Set down the line that contains "[mark] the building" and every line after it to the end of the entries, exactly as they stand and nothing more.

Object pointing dataset rows:
* * * * * * * * *
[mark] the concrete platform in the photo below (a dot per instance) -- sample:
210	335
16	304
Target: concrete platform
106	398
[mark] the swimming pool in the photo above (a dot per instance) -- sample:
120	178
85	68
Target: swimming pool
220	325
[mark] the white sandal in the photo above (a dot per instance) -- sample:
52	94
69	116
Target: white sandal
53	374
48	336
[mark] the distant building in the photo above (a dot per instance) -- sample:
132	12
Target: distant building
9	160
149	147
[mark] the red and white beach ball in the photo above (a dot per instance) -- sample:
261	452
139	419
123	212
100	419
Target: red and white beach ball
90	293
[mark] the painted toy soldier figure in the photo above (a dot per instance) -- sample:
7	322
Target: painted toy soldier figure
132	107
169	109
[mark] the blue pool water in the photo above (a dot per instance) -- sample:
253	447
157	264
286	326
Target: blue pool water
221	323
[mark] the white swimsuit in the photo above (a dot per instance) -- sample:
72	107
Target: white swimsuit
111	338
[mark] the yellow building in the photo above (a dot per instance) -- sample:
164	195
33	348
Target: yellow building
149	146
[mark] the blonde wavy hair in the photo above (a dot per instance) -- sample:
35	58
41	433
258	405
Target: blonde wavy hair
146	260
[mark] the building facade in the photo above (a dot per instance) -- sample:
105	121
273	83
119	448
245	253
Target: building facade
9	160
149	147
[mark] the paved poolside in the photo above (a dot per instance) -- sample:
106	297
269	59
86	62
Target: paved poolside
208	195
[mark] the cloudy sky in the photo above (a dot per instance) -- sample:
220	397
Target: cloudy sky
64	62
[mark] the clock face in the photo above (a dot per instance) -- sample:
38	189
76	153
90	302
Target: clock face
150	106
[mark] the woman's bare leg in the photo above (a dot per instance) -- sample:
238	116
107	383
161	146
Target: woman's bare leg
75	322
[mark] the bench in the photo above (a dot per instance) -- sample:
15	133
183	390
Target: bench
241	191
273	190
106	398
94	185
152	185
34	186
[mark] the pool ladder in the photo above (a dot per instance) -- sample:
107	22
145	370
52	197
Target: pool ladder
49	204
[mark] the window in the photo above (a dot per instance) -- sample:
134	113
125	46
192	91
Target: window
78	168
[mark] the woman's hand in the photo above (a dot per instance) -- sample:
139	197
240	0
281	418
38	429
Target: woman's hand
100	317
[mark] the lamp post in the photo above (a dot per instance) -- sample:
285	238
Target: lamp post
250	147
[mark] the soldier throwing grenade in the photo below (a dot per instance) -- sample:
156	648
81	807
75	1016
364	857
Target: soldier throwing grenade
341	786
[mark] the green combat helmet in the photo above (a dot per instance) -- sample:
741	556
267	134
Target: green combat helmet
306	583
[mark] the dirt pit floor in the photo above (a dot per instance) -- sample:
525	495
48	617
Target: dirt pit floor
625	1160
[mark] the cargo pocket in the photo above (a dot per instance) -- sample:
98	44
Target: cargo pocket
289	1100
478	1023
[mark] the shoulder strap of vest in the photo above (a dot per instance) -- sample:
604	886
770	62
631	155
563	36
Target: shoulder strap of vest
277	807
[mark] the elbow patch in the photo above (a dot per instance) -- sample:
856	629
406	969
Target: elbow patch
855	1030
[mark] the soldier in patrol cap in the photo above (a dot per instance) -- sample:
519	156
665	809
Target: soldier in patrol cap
* * * * * * * * *
* **CORRECT RESULT**
[mark] the building facade in the photo above (a dot per instance) -- sample:
105	121
273	83
119	448
245	253
Target: building facade
9	160
149	147
[mark] the paved poolside in the photo above (a dot per instance) -- sample:
106	297
269	59
86	62
Target: paved poolside
208	195
[mark] the cloudy sky in the photo above (a dot per instance) -- sample:
220	397
Target: cloudy sky
64	62
[mark] the clock face in the photo above (a dot per instance) -- sample:
38	189
76	153
90	302
Target: clock face
150	106
[mark] the woman's bare leg in the photo above (a dot per instance) -- sample:
238	116
107	383
161	146
Target: woman's bare leg
75	322
[mark] the bench in the photo above (a dot per instance) -- sample:
15	133
183	390
Target: bench
241	191
273	190
106	398
94	185
152	185
34	186
[mark] the pool ladder in the photo above (a dot per instance) -- sample:
107	22
145	370
52	197
Target: pool ladder
49	204
[mark] the window in the photo above (a dot per instance) -- sample:
134	113
125	46
192	91
Target: window
78	168
[mark] the woman's hand in the photo above (a dot per instance) -- sample:
139	197
240	0
281	418
38	429
Target: woman's hand
100	317
[mark] the lamp post in the photo above (a dot per instance) -- sample:
285	238
Target: lamp post
250	147
[mark] the soldier throwing grenade in the photo below (a dot per instance) -- sample:
156	648
81	807
75	1016
364	857
Target: soldier throwing grenade
341	786
[mark] the green combat helmet in the photo above (a dot per instance) -- sample:
741	556
267	134
Target: green combat helmet
306	583
[mark] the dirt pit floor in the photo above (a dot per instance) -- sample:
525	495
48	617
Target: dirt pit floor
625	1160
[mark] the cargo pocket in the photo above (a dot per instance) -- sample:
98	44
Target: cargo pocket
289	1100
478	1023
[mark] the shoulder strap of vest in the photo above (a dot per instance) -- sample:
604	886
770	62
631	155
563	36
Target: shoulder strap of vest
277	807
[mark] the elbow patch in the photo above (a dot per instance) -- sample:
856	629
406	969
Target: elbow patch
855	1030
[mark] the soldier in patrol cap in the photo above (a dot per instance) -- sample:
519	156
665	809
Target: soldier in patrol cap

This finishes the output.